## [Work to do]
Repeat everything in the material exactly.

## [Source material]
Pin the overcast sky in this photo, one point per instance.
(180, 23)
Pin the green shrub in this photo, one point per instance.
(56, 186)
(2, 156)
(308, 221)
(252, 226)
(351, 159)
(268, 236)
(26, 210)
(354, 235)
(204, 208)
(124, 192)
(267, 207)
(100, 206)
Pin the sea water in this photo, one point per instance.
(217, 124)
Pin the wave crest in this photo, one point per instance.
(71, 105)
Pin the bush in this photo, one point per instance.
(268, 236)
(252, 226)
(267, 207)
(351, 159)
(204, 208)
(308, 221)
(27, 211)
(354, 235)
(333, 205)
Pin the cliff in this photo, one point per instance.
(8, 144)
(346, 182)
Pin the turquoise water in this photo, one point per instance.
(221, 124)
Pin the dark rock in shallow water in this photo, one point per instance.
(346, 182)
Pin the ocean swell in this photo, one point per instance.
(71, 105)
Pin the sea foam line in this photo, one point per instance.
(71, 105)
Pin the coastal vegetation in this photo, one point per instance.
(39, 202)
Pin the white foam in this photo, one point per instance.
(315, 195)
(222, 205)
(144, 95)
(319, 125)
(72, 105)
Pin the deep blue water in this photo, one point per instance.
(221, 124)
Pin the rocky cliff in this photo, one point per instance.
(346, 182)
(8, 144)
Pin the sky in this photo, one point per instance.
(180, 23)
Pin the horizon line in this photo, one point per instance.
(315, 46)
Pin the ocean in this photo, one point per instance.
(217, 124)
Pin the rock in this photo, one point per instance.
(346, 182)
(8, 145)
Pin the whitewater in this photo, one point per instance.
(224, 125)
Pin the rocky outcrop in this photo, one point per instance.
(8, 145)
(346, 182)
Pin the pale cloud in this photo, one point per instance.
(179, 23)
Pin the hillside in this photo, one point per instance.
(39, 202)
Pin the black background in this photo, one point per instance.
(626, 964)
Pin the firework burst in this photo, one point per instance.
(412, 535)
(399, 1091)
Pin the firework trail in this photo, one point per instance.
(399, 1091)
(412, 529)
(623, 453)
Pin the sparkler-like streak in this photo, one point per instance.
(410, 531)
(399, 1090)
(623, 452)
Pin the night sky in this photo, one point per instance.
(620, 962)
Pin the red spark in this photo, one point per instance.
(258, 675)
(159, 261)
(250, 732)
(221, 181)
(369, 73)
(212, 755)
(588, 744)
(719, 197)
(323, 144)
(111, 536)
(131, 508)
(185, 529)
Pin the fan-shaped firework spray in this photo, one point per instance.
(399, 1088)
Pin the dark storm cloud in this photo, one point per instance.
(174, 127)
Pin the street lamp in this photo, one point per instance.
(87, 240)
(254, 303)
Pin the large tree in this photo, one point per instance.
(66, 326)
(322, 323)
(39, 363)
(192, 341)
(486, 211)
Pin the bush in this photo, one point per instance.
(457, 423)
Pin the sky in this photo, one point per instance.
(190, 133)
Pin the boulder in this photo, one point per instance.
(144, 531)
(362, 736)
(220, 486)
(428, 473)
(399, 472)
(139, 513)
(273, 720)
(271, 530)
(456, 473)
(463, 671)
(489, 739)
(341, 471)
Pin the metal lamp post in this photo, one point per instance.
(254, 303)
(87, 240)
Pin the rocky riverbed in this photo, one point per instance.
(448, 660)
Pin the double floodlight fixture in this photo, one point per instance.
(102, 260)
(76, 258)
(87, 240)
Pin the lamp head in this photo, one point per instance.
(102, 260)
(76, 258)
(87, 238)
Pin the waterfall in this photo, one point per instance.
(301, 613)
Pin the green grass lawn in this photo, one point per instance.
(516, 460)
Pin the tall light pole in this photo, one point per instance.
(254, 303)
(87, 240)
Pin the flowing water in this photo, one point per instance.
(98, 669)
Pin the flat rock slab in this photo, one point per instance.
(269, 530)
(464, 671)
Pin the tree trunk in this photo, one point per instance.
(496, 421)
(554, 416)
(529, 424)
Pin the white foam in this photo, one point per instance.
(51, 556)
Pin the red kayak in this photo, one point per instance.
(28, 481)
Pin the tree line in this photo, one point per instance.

## [Response to this task]
Pin the overcast sky in this photo, one point per instance.
(180, 23)
Pin the green shrub in this photo, one point per instance.
(56, 186)
(2, 156)
(308, 221)
(252, 226)
(351, 159)
(268, 236)
(26, 210)
(354, 235)
(204, 208)
(124, 192)
(267, 207)
(100, 206)
Pin the sea water in this photo, one point per instance.
(217, 124)
Pin the wave crest in this photo, one point per instance.
(71, 105)
Pin the bush in this photo, one point per instance.
(268, 236)
(252, 226)
(267, 207)
(351, 159)
(204, 208)
(308, 221)
(27, 211)
(354, 235)
(333, 205)
Pin the cliff in this photo, one point per instance.
(8, 144)
(346, 182)
Pin the turquoise water in this photo, one point per instance.
(221, 124)
Pin the dark rock in shallow water in this photo, one point per instance.
(346, 182)
Pin the ocean swell in this photo, one point per instance.
(71, 105)
Pin the sea foam line in this photo, one point per instance.
(71, 105)
Pin the coastal vegetation in this photo, one point per instance.
(39, 202)
Pin the white foam in this photo, one point per instance.
(315, 195)
(222, 205)
(144, 95)
(319, 125)
(72, 105)
Pin the deep blue water in this photo, one point per instance.
(221, 124)
Pin the rocky cliff in this photo, one point per instance.
(346, 182)
(8, 144)
Pin the sky in this photo, one point per instance.
(180, 23)
Pin the horizon line in this photo, one point per instance.
(315, 46)
Pin the ocean in this photo, one point per instance.
(217, 124)
Pin the rock in this photo, one point per instance.
(346, 182)
(8, 145)
Pin the whitewater in this photo, one point per instance.
(224, 125)
Pin the rocky outcrop in this photo, one point per instance.
(8, 145)
(346, 182)
Pin the pale cloud in this photo, one point per instance.
(179, 23)
Pin the hillside in this photo, one point per instance.
(39, 202)
Pin the black background in this photo, one point per instance.
(626, 964)
Pin the firework burst in this photo, one point per instance.
(412, 535)
(399, 1091)
Pin the firework trail in this photo, one point per instance.
(399, 1091)
(412, 529)
(623, 453)
Pin the sparkler-like streak in this photo, one point per instance.
(410, 531)
(399, 1090)
(623, 452)
Pin the night sky in this photo, one point per instance.
(620, 962)
Pin the red spark in this photo, one point per instance.
(258, 675)
(159, 261)
(250, 732)
(221, 181)
(369, 73)
(212, 755)
(588, 744)
(719, 197)
(323, 144)
(111, 536)
(131, 508)
(185, 529)
Pin the fan-shaped firework spray in this photo, one point per instance.
(399, 1088)
Pin the dark storm cloud in this photo, one point per instance.
(174, 127)
Pin the street lamp in this photo, one point per instance.
(87, 240)
(254, 303)
Pin the large tree in this photo, one point per instance.
(66, 326)
(322, 323)
(39, 363)
(192, 341)
(486, 211)
Pin the bush in this photo, one point per instance.
(457, 423)
Pin the sky in this photo, one point per instance.
(190, 133)
Pin the boulder in this photo, one point per instance.
(144, 531)
(362, 736)
(220, 486)
(428, 473)
(399, 472)
(139, 513)
(273, 720)
(271, 530)
(456, 473)
(463, 671)
(489, 739)
(341, 471)
Pin the metal lamp post in this photo, one point per instance.
(254, 303)
(87, 240)
Pin the rocky riverbed in this photo, one point per instance.
(448, 660)
Pin the double floodlight fixture in this photo, one point per instance.
(102, 260)
(76, 258)
(87, 240)
Pin the lamp head in this photo, one point per instance.
(102, 260)
(76, 258)
(87, 238)
Pin the waterfall in this photo, one point per instance.
(301, 613)
Pin the green grass lawn in this photo, one point per instance.
(516, 460)
Pin the tall light pole in this photo, one point per instance.
(254, 303)
(87, 240)
Pin the flowing water in this photo, one point per instance.
(98, 669)
Pin the flat rock slab in this photo, one point per instance.
(269, 530)
(464, 671)
Pin the tree trunk in this photo, one point per instance.
(496, 421)
(554, 416)
(529, 424)
Pin the white foam in this photo, one point per instance.
(51, 556)
Pin the red kayak in this photo, one point per instance.
(28, 481)
Pin the tree line in this photo, one point per instance.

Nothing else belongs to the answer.